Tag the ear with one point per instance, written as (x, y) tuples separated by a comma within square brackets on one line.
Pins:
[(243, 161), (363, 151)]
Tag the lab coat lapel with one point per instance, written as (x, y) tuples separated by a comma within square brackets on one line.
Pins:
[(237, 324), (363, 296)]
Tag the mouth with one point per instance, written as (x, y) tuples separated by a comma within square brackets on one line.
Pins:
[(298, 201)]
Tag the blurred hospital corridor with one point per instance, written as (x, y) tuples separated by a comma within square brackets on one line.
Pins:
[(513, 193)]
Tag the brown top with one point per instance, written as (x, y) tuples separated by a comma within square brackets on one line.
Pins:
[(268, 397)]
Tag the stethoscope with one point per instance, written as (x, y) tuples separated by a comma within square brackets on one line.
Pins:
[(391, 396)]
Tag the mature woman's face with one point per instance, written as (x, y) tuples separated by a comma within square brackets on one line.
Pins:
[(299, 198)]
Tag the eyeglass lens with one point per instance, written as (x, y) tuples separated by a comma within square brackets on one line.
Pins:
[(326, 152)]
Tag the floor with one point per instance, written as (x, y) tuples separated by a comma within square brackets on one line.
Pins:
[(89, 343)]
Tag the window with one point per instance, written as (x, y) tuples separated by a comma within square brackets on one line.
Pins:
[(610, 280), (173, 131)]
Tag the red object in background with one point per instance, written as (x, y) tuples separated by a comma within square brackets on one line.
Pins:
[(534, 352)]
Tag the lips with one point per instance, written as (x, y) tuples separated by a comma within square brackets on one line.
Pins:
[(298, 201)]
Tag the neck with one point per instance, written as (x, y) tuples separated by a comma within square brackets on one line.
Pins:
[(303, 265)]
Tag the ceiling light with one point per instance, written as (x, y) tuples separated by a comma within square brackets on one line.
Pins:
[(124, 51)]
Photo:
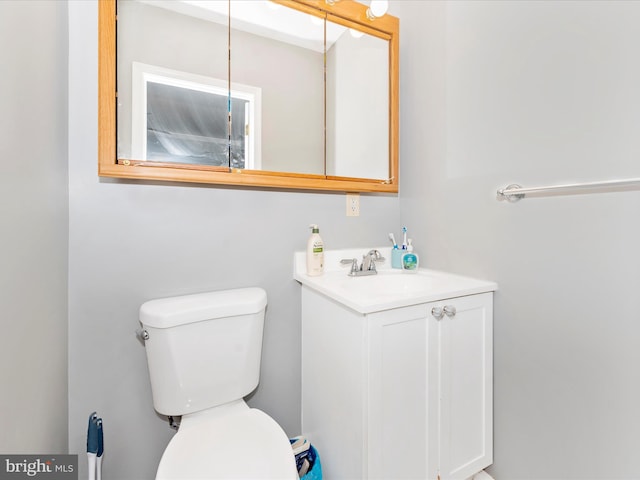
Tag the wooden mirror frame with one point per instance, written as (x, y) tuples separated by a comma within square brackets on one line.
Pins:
[(348, 13)]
######
• _Aim of the exercise_: Copy out, word for word, the part of the items that opens with the line containing "Tag the neck" and closes with the line containing "[(303, 265)]". Include both of those lines and nothing else.

• _Problem solution_:
Tag the neck with one point per instance, written as (x, y) tuples separated by a comma within square brackets on one line.
Pins:
[(303, 265)]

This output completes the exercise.